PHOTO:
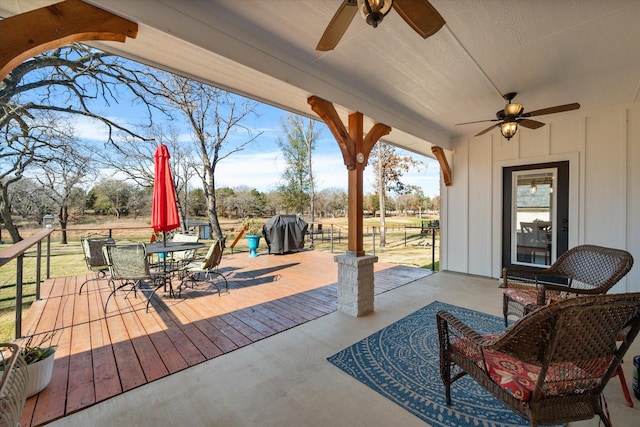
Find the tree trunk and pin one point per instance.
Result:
(312, 207)
(212, 207)
(381, 196)
(5, 211)
(63, 217)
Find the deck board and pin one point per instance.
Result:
(100, 355)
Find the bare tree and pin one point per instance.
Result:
(74, 80)
(35, 142)
(389, 167)
(60, 177)
(217, 120)
(135, 159)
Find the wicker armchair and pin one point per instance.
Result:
(550, 366)
(13, 384)
(582, 270)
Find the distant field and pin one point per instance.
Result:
(404, 246)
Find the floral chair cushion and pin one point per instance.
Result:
(520, 378)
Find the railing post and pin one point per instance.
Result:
(331, 238)
(19, 267)
(373, 236)
(38, 267)
(433, 249)
(48, 256)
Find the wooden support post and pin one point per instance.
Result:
(355, 148)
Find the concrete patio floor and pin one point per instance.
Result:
(285, 380)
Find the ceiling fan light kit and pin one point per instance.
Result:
(508, 129)
(374, 11)
(513, 115)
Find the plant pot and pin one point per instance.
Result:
(253, 240)
(39, 375)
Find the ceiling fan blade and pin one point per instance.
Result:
(420, 15)
(338, 25)
(478, 121)
(552, 110)
(487, 129)
(531, 124)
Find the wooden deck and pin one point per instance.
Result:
(99, 356)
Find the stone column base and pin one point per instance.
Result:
(355, 283)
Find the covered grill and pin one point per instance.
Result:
(285, 233)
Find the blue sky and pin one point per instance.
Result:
(260, 164)
(264, 161)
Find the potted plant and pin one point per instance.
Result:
(253, 230)
(39, 367)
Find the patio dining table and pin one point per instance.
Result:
(161, 248)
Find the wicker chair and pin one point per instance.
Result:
(582, 270)
(94, 257)
(207, 269)
(13, 384)
(129, 265)
(550, 366)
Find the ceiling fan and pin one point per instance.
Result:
(419, 14)
(514, 115)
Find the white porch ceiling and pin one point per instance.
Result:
(549, 51)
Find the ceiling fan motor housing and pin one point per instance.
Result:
(374, 11)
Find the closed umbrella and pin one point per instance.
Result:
(164, 214)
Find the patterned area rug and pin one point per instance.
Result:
(402, 363)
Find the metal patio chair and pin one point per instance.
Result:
(206, 270)
(94, 257)
(129, 265)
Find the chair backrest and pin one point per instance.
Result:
(574, 342)
(593, 267)
(93, 254)
(128, 261)
(214, 255)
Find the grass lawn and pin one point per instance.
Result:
(405, 245)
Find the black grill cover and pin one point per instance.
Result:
(284, 233)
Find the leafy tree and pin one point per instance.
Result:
(389, 168)
(217, 121)
(70, 81)
(297, 145)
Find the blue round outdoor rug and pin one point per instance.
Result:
(402, 363)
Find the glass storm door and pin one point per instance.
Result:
(535, 214)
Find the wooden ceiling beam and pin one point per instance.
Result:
(330, 117)
(444, 165)
(30, 33)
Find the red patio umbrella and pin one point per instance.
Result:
(164, 214)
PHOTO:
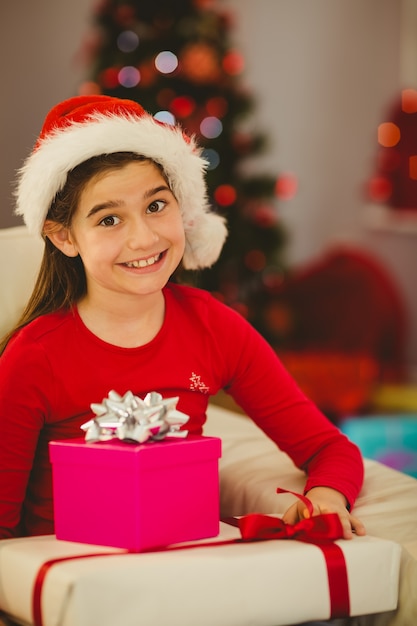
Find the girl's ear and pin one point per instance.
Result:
(61, 237)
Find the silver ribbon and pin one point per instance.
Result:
(129, 418)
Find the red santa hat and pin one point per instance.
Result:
(86, 126)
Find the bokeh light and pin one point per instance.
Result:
(388, 134)
(213, 158)
(225, 195)
(211, 127)
(127, 41)
(409, 100)
(166, 117)
(129, 76)
(166, 62)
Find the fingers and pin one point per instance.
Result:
(350, 524)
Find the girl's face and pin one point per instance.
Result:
(128, 231)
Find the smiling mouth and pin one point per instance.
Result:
(144, 262)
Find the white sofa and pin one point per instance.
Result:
(251, 466)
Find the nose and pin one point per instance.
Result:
(141, 234)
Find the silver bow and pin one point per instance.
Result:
(130, 418)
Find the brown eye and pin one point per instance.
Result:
(156, 206)
(109, 220)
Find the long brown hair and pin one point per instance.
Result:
(61, 280)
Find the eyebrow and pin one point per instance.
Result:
(114, 204)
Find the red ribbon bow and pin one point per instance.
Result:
(320, 530)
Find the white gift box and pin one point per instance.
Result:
(268, 583)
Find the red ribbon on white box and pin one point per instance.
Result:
(318, 530)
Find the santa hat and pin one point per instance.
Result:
(86, 126)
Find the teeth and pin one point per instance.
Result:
(144, 262)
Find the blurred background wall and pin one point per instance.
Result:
(323, 73)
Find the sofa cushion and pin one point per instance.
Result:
(20, 257)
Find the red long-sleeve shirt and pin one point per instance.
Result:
(55, 368)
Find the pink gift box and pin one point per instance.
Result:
(136, 496)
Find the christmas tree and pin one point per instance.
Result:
(176, 59)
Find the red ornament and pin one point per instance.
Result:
(199, 63)
(109, 78)
(225, 195)
(380, 189)
(286, 187)
(182, 106)
(217, 107)
(233, 63)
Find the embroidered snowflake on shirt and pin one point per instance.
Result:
(197, 384)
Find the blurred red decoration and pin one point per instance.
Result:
(380, 189)
(265, 215)
(233, 63)
(109, 78)
(255, 260)
(217, 106)
(199, 63)
(286, 187)
(395, 160)
(225, 195)
(182, 106)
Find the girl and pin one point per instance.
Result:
(120, 200)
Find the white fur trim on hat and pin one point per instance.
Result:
(45, 171)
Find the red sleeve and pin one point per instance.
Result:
(260, 384)
(24, 371)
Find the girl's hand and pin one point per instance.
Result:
(326, 500)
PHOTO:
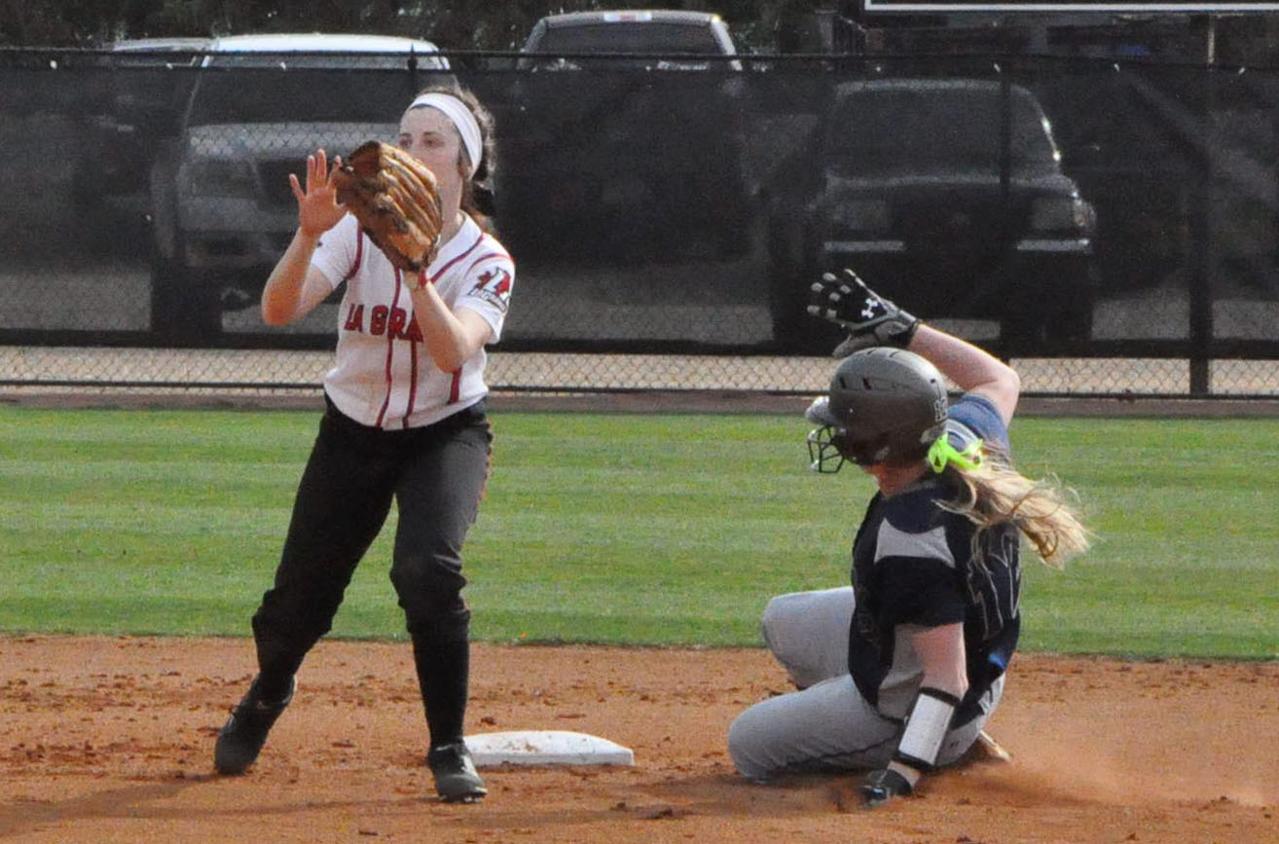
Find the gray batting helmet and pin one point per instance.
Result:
(885, 406)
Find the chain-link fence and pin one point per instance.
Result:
(1112, 226)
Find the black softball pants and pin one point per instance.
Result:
(436, 476)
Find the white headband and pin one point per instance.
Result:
(457, 111)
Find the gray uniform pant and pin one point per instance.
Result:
(826, 725)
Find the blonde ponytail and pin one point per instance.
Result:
(994, 492)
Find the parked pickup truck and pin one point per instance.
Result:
(947, 196)
(221, 207)
(627, 140)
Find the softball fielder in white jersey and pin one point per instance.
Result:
(404, 421)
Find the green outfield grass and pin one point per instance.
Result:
(643, 530)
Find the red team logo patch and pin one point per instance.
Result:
(494, 287)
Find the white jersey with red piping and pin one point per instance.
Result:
(383, 375)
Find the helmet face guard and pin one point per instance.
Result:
(824, 454)
(885, 406)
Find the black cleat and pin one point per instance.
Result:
(242, 737)
(455, 778)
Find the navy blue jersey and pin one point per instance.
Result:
(915, 567)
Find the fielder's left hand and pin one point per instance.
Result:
(871, 320)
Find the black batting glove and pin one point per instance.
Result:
(883, 785)
(871, 320)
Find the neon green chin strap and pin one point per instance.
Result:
(941, 453)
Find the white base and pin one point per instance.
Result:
(545, 747)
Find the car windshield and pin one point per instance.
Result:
(936, 127)
(629, 37)
(311, 88)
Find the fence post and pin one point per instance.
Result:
(1201, 276)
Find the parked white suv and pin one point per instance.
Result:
(221, 206)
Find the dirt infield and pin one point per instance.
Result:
(110, 739)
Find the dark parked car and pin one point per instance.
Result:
(221, 207)
(624, 141)
(133, 104)
(947, 195)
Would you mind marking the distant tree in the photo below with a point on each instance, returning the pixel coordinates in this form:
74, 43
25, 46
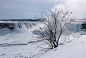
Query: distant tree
53, 27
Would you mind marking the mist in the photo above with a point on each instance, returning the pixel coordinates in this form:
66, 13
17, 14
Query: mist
78, 7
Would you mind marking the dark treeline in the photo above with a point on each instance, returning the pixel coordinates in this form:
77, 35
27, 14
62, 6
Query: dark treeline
19, 19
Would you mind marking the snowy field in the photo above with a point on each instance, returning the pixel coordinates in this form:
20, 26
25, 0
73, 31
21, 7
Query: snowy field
21, 43
18, 43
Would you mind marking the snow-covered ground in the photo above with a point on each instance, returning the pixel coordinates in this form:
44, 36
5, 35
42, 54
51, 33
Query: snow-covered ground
18, 43
74, 49
21, 43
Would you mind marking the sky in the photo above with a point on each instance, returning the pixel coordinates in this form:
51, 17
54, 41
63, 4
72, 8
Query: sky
28, 9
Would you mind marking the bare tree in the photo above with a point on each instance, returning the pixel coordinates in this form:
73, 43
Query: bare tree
54, 25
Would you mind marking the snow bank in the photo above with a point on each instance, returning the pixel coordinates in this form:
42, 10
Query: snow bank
74, 49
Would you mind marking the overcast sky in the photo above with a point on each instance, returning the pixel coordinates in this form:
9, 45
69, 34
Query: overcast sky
28, 9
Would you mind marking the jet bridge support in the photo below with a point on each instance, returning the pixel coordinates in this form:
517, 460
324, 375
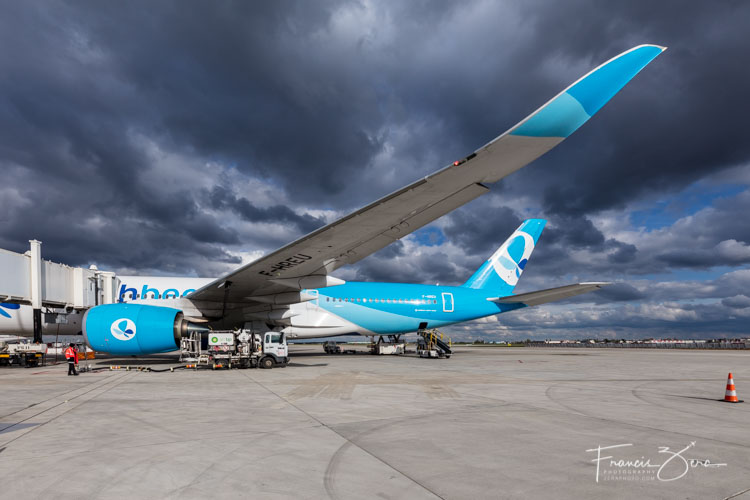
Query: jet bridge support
30, 280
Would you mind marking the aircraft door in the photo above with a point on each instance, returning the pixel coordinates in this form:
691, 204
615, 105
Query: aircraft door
312, 304
447, 302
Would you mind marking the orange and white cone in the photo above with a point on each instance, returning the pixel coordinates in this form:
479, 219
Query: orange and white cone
731, 395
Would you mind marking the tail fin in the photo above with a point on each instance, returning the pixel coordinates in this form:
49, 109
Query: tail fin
500, 273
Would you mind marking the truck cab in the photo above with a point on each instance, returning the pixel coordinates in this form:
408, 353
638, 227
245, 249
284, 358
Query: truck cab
275, 348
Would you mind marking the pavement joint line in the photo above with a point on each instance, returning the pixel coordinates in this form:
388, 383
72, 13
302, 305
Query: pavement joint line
232, 437
737, 494
32, 429
627, 424
103, 382
53, 397
343, 437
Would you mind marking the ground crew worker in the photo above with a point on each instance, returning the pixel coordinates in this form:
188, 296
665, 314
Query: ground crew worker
71, 354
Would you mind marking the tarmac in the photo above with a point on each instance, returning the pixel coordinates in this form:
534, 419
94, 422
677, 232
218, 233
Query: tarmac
489, 422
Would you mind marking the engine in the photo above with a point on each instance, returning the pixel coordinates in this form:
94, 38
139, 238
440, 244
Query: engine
132, 329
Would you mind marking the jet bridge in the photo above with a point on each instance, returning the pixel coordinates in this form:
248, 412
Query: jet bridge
28, 279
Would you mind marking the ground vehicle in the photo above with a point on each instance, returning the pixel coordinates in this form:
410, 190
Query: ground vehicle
331, 347
235, 349
22, 354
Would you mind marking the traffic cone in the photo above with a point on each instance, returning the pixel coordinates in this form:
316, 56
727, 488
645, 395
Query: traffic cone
731, 395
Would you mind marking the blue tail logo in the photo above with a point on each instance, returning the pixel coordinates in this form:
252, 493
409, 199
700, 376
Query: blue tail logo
4, 306
510, 259
500, 273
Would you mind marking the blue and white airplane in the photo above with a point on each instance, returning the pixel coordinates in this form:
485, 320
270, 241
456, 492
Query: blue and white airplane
292, 290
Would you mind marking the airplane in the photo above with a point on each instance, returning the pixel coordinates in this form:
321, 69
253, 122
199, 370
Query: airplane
292, 291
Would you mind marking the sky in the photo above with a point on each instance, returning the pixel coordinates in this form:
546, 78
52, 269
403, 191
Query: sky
190, 137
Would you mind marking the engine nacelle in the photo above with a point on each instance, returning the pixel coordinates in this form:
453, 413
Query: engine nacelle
132, 329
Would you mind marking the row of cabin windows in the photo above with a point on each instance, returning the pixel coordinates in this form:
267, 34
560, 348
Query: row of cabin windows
386, 301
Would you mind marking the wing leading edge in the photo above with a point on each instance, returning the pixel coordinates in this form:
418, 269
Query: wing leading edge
550, 294
392, 217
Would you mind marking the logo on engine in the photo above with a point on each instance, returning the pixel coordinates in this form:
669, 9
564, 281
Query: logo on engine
123, 329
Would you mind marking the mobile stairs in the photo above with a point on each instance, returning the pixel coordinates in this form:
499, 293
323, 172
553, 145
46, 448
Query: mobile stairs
433, 344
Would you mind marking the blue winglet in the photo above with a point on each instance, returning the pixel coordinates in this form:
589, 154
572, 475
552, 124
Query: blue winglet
575, 105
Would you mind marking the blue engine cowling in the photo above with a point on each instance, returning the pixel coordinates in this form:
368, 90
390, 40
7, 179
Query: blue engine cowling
132, 329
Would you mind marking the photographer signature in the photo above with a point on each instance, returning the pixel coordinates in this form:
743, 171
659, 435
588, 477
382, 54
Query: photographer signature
678, 461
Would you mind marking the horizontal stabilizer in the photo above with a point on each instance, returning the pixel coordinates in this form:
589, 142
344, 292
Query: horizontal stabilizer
549, 295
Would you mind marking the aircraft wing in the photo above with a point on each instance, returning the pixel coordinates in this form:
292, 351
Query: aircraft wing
306, 263
550, 294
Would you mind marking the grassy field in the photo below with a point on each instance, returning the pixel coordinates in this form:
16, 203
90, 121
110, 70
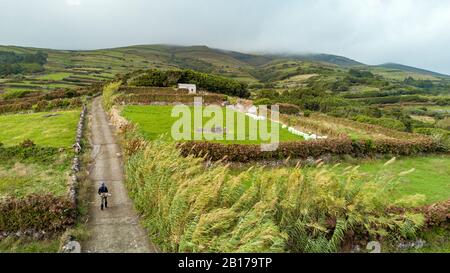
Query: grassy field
155, 121
431, 176
44, 130
58, 76
21, 179
10, 245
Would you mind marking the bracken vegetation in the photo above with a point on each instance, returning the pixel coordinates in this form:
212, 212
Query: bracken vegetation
188, 207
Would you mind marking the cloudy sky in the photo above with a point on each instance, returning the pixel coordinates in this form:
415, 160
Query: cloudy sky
412, 32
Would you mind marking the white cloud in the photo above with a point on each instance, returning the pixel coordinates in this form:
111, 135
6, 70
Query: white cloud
73, 2
413, 32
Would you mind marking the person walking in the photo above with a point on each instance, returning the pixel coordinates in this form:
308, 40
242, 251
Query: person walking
103, 192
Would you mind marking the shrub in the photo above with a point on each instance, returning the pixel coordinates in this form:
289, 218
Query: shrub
205, 81
187, 208
305, 149
263, 101
385, 122
109, 94
28, 152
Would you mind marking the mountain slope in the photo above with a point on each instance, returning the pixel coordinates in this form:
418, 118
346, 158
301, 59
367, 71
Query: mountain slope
416, 70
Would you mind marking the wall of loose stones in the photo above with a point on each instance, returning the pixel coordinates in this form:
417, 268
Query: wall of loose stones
76, 165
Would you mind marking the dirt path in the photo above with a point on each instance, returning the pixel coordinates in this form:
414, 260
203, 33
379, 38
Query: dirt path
116, 229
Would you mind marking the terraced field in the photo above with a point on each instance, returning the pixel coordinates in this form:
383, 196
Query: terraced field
157, 121
52, 129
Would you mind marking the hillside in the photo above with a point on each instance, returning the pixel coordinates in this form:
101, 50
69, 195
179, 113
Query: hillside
416, 70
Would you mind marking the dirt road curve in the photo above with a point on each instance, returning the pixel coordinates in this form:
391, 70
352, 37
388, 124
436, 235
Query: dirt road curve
116, 229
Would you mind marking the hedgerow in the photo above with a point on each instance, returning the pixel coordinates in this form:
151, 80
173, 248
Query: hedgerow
28, 153
189, 208
305, 149
169, 98
211, 83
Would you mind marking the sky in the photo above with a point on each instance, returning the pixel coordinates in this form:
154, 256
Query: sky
411, 32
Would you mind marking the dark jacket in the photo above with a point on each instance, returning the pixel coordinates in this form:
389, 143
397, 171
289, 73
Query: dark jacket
102, 189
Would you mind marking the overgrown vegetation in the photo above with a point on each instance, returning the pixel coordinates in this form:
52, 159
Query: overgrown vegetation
188, 208
211, 83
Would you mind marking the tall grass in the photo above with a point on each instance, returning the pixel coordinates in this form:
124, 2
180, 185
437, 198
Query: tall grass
188, 207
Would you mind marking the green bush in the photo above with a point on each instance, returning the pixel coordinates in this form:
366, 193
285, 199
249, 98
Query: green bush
211, 83
305, 149
187, 208
264, 101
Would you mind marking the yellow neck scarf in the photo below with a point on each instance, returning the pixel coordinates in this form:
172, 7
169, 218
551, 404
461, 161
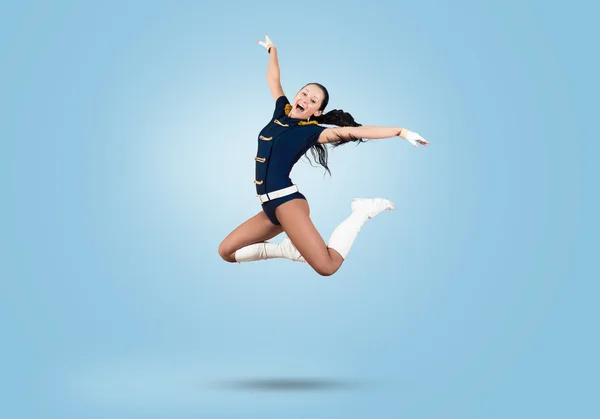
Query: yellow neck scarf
288, 109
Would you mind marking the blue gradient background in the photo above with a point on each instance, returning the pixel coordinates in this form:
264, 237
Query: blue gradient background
126, 155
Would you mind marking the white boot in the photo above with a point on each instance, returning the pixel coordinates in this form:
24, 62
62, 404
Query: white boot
345, 233
268, 250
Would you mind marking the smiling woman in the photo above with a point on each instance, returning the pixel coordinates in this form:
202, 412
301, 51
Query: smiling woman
294, 129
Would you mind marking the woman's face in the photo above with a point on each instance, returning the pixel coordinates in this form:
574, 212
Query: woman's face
307, 102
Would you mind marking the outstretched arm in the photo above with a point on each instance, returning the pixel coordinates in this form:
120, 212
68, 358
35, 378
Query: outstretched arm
273, 78
331, 135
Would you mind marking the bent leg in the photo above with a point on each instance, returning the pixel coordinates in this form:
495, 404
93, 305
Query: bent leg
327, 259
254, 230
295, 220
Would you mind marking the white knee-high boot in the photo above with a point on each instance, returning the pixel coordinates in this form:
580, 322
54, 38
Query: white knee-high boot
345, 233
268, 250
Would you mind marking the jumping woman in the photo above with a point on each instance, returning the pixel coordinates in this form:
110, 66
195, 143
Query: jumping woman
294, 129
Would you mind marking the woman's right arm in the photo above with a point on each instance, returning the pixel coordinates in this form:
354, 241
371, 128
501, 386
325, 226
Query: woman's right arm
273, 73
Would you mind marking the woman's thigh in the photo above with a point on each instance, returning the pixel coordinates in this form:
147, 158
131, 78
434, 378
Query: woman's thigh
254, 230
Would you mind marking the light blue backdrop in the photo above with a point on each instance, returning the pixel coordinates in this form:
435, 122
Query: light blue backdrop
128, 132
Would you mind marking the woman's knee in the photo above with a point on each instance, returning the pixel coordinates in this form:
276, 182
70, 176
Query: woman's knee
226, 253
326, 268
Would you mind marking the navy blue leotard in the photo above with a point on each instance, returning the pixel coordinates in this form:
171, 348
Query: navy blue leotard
281, 143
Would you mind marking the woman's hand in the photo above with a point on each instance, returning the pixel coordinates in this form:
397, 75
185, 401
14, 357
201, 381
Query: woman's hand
412, 137
267, 43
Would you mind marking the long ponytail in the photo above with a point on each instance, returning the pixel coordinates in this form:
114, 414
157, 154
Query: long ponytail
335, 117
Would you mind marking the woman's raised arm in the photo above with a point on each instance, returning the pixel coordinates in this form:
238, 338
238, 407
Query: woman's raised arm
273, 73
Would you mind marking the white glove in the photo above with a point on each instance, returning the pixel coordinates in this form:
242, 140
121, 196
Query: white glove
413, 138
267, 43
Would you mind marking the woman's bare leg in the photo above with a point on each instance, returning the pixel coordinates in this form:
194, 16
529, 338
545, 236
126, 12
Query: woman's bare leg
295, 220
326, 259
254, 230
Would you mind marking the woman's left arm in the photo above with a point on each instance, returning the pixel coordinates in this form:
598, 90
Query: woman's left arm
331, 135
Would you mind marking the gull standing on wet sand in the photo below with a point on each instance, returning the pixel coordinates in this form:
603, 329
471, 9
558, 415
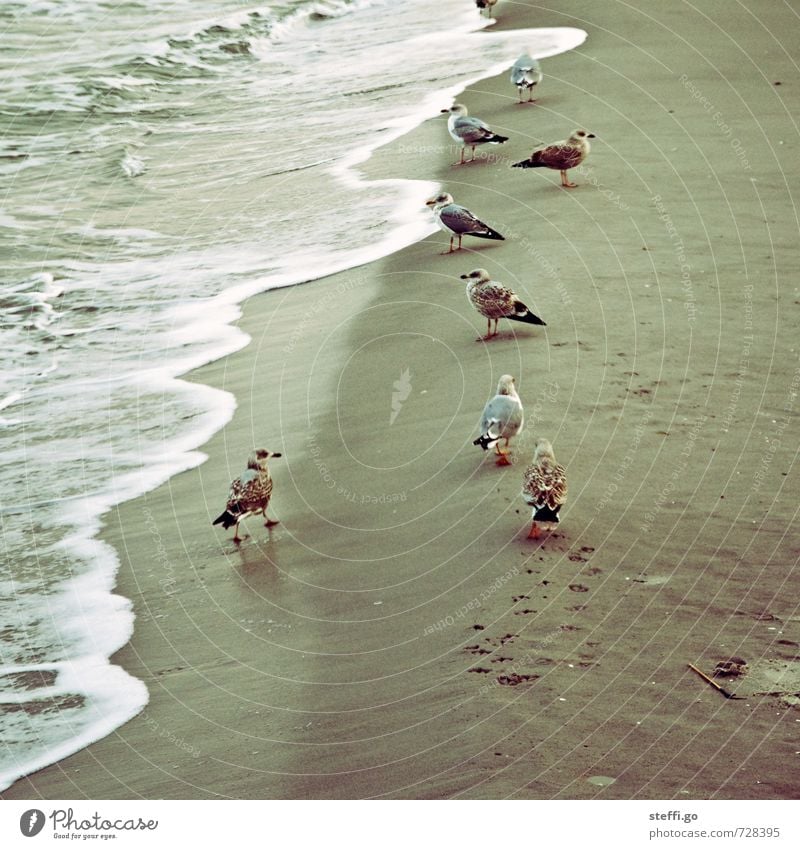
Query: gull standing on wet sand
526, 73
503, 418
561, 156
469, 131
544, 487
459, 221
485, 4
249, 494
495, 301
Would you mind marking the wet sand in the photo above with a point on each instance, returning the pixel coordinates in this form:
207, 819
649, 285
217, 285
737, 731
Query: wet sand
397, 635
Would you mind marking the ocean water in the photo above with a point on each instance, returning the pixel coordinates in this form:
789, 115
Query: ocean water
159, 163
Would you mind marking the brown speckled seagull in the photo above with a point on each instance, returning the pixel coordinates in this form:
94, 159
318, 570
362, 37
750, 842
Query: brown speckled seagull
495, 301
544, 487
249, 494
560, 156
458, 221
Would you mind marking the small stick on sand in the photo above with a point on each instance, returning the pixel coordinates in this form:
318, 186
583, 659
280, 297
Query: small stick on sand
713, 683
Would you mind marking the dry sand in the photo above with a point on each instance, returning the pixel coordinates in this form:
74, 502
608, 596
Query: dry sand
397, 635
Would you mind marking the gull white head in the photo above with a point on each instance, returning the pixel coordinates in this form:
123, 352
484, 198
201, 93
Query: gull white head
581, 137
507, 385
258, 459
440, 200
479, 275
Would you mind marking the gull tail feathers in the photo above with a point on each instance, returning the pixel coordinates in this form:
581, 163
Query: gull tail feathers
489, 233
528, 317
529, 163
226, 519
546, 514
487, 440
# # #
> EXERCISE
How many lines in the data above contain the string "helmet"? Reply with only the number.

> RESULT FOR THIS EXERCISE
2